(Rows from a pointing dataset)
********

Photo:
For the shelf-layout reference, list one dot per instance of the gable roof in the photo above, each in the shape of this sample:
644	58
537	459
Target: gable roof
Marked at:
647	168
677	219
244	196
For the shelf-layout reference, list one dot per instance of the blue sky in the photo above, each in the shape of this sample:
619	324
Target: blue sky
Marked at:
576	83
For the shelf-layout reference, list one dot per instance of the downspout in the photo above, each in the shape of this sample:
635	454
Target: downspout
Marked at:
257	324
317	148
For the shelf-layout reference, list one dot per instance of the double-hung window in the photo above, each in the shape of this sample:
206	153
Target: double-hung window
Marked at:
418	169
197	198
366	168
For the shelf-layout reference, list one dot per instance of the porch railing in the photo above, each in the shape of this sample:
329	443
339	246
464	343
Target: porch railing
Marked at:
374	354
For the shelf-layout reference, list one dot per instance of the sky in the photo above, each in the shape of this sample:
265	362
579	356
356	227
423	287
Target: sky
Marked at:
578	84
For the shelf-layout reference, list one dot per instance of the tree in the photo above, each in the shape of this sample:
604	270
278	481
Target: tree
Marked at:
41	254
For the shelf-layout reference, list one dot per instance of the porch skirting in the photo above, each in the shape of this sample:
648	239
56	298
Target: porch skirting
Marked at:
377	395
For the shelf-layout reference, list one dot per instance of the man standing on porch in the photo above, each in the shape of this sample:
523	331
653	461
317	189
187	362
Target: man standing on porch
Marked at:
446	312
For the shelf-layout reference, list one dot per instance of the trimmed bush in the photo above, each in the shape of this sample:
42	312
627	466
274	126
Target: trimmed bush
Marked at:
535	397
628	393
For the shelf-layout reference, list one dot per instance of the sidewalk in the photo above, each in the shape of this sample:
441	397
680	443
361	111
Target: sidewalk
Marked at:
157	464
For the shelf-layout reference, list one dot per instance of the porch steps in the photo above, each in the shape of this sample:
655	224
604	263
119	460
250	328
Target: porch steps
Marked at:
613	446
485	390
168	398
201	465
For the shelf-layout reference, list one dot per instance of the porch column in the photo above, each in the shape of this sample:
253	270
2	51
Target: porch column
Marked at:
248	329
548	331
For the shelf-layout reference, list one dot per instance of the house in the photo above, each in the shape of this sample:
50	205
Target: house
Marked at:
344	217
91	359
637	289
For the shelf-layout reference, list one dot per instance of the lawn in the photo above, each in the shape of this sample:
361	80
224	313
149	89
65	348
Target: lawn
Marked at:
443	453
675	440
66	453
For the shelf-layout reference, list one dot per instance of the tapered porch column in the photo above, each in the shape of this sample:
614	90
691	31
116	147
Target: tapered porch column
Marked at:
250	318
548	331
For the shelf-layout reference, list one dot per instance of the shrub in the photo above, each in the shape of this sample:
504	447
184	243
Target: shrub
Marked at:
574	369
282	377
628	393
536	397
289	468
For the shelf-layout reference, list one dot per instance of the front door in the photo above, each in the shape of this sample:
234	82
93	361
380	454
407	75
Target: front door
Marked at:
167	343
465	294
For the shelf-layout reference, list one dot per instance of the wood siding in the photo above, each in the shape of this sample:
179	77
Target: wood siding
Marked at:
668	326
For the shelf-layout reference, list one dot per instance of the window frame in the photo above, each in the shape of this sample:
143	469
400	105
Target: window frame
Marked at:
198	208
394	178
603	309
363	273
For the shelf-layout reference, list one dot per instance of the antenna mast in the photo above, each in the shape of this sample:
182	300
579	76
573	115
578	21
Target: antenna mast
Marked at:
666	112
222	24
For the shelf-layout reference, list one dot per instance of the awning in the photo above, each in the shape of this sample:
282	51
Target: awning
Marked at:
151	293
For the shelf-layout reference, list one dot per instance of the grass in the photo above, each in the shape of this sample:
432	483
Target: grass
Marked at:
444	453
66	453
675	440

********

_Written problem:_ Please rewrite all the rows above, changing "one dot" to "one point" wherever it occurs and leaving everything else unchanged.

_The completed task:_
Photo:
For the shelf-layout reference, list one point per instance of the gable roof in the photo above, each in the shape of this sample:
644	58
537	459
Target: gable roof
Marked at:
647	168
677	219
244	196
For the shelf-layout reference, list one point per instance of the blue sky in the photo above, each in the shape of this sample:
619	324
Target: blue sky
Marked at:
576	83
For the shelf-layout reference, list one point per instance of the downspout in the photo above, each in the shape of this sample:
635	454
Target: downspout
Marked at:
257	324
317	148
For the shelf-layout reference, list one point per instance of the double-hung window in the photo above, each in the shape of this sample:
206	153
Target: double-hung window
Marked at:
418	169
197	198
366	168
For the shelf-layout reference, list one point per instance of the porch railing in the photo above, each in the shape of this sample:
329	443
339	246
464	343
Target: porch railing
Marked at:
374	354
For the shelf-layout reference, list one point per instance of the sky in the photo above, each in the shape of this sample:
265	362
579	356
356	227
423	287
Target: sky
Marked at:
578	84
For the shelf-layout reference, list one point per instance of the tree in the photo above, each in the shape of this sample:
604	270
278	481
Target: tree
Marked at:
41	254
For the shelf-layout reference, list one point per instance of the porch skirting in the photo above, each in the shape of this sample:
648	239
56	298
Target: porch skirting
Marked at:
377	395
For the shelf-layout reference, list one point per instance of the man standing on porch in the photo above, each in the shape of this sample:
523	331
653	461
317	189
187	362
Target: man standing on porch
Marked at:
446	312
For the shelf-layout reference, list one point per instance of the trimmed bush in the photo above, each in the shape of this sample:
42	312
627	466
274	126
Target: trimmed bush
Marked at:
535	397
628	393
For the shelf-layout reference, list one point per instance of the sidewalk in the photo above, each in the shape of this sample:
441	397
680	443
361	111
Target: sidewalk
Marked at:
157	464
For the shelf-layout reference, list one point per instance of the porch steps in the photo above, each in the shape of this sample:
655	224
604	263
119	460
250	328
Target: porch steps
Marked at:
613	446
485	390
168	398
201	465
For the shelf-layout reference, list one point per instance of the porch column in the photo above, each in the shape of this sample:
253	270
2	51
Target: porch column
Marked at:
248	329
548	331
For the shelf-layout reference, list one point per instance of the house in the photo above, each in the shape of this sample:
50	205
Target: house
Marked at:
344	217
91	359
637	289
For the shelf-layout reference, list one point per instance of the lawn in the photo above, each in the shape of this sample:
361	80
224	313
149	89
65	348
Target: lawn
Marked at:
443	453
675	440
66	453
For the shelf-layout reference, list one point per instance of the tapered porch column in the photo above, each in the shape of this sample:
614	90
691	31
116	147
Target: tapered porch column
Marked at:
250	318
548	331
For the shelf-layout reference, list one point per instance of the shrub in the photo above, each in the shape of this sample:
504	447
184	243
Target: shrub
Marked at:
574	369
282	377
628	393
536	397
289	468
For the shelf-layout reference, list one point per instance of the front door in the photo above, each in the shape of this sample:
234	82
93	361
380	454
407	75
Target: front door
Marked at:
167	343
465	294
For the shelf-layout reference, list one point per instance of the wood siding in the photo above, each in the shape of this sample:
179	77
Target: wood siding
Marked at:
668	326
For the shelf-layout reference, list one point per instance of the window frame in the photo above, each in the shape of this sample:
143	469
400	105
Target: window frame
Marked at:
198	208
394	178
603	309
363	273
For the shelf-layout reference, list one point per instance of the antenna mast in the photo above, each in the shape of this sample:
182	300
579	76
573	115
578	21
Target: antenna mast
Marked at:
666	112
222	24
For the shelf-layout reference, list one point per instance of the awning in the photo above, each in the shape of this sample:
282	51
Target: awning
Marked at:
151	293
For the shelf-layout reference, list one point per instance of the grass in the photo above, each in the shape of this sample:
432	483
Target: grass
Marked at:
444	453
66	453
675	440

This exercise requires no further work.